Show each line of the data below that contains the string "ceiling".

● Input for this task
--------

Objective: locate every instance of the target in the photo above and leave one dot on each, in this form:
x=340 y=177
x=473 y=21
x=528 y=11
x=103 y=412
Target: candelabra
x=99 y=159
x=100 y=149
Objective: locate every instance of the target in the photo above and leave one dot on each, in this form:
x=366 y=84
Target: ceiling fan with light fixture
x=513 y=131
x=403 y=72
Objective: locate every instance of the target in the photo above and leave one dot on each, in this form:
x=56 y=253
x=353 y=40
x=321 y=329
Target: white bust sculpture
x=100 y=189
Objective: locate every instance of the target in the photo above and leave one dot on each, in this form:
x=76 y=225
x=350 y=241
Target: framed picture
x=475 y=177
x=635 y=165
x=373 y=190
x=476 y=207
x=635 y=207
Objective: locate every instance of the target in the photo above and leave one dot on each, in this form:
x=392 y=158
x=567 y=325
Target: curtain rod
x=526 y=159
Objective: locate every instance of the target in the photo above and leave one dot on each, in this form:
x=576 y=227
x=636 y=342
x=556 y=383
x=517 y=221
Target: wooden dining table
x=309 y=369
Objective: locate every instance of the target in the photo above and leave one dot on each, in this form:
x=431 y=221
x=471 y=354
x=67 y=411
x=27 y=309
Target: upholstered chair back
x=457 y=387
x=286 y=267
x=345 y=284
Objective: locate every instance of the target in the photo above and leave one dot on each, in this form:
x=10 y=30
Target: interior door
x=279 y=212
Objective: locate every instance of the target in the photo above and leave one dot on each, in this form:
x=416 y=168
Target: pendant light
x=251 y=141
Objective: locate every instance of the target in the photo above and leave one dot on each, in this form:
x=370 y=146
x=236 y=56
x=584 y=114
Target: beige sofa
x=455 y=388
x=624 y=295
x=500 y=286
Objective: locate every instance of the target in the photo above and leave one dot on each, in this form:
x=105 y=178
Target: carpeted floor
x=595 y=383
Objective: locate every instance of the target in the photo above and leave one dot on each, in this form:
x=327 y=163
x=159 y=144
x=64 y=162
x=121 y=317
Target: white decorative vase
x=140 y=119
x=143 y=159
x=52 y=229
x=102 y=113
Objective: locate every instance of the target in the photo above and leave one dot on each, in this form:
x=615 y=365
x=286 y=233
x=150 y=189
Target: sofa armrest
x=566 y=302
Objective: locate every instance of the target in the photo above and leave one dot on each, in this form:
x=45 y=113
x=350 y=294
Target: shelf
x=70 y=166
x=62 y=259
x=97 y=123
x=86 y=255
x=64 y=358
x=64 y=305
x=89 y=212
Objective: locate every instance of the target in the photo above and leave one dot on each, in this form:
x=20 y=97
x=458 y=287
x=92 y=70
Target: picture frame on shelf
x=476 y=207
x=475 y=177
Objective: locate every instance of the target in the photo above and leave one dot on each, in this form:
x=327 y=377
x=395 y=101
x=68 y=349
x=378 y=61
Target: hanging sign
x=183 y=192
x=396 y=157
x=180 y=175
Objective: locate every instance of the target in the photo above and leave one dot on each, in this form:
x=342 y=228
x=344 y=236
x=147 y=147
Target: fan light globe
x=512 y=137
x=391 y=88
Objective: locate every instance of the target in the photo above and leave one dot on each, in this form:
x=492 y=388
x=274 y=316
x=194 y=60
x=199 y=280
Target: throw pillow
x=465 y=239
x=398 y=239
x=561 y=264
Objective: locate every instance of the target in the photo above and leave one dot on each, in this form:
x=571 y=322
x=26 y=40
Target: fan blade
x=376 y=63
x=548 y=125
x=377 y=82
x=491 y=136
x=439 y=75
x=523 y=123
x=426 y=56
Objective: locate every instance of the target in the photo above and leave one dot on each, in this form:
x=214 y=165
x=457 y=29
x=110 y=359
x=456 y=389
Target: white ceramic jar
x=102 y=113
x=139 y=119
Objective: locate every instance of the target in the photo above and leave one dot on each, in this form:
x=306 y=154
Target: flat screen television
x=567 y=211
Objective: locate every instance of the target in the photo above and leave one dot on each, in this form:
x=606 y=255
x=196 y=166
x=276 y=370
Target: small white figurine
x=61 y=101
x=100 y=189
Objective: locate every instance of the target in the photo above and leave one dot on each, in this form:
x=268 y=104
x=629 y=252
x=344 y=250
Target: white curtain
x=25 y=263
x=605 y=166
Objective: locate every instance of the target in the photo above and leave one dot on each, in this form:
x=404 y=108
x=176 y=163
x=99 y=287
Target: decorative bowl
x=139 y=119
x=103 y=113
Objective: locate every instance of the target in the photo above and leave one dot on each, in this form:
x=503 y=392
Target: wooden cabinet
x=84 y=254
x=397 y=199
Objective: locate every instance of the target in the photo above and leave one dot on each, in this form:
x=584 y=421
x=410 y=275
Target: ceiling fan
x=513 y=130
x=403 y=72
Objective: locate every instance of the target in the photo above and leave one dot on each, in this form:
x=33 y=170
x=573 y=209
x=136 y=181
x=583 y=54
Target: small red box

--------

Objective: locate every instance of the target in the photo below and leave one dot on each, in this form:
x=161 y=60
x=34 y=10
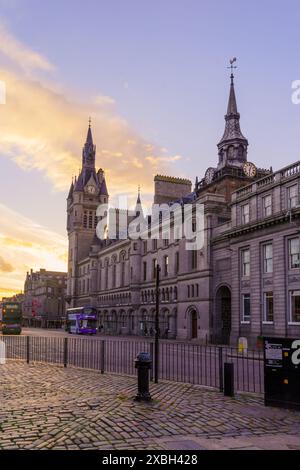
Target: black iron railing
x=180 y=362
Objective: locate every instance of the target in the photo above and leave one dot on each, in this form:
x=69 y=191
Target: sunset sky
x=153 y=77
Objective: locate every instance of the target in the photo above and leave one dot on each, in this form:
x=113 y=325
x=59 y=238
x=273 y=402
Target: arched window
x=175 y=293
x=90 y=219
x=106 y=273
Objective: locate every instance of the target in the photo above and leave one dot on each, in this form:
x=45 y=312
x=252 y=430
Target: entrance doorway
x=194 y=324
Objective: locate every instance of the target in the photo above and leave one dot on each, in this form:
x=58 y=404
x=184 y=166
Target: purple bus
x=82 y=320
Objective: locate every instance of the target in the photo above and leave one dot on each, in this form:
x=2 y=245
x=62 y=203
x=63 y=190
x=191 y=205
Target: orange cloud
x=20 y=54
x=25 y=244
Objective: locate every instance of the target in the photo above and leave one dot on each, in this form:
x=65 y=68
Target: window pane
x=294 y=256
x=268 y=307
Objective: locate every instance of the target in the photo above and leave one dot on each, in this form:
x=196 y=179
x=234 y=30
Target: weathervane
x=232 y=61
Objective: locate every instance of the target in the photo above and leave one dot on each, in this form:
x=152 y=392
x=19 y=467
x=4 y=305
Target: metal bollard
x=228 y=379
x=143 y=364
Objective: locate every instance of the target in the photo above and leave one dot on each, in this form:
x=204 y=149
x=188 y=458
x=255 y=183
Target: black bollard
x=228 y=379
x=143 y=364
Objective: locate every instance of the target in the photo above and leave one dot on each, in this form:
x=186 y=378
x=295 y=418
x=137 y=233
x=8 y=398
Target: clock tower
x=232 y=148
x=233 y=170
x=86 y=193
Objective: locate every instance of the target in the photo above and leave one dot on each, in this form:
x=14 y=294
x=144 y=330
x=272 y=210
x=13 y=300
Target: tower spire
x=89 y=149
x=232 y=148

--------

● Expected output
Target: ceiling fan with light fixture
Target: ceiling fan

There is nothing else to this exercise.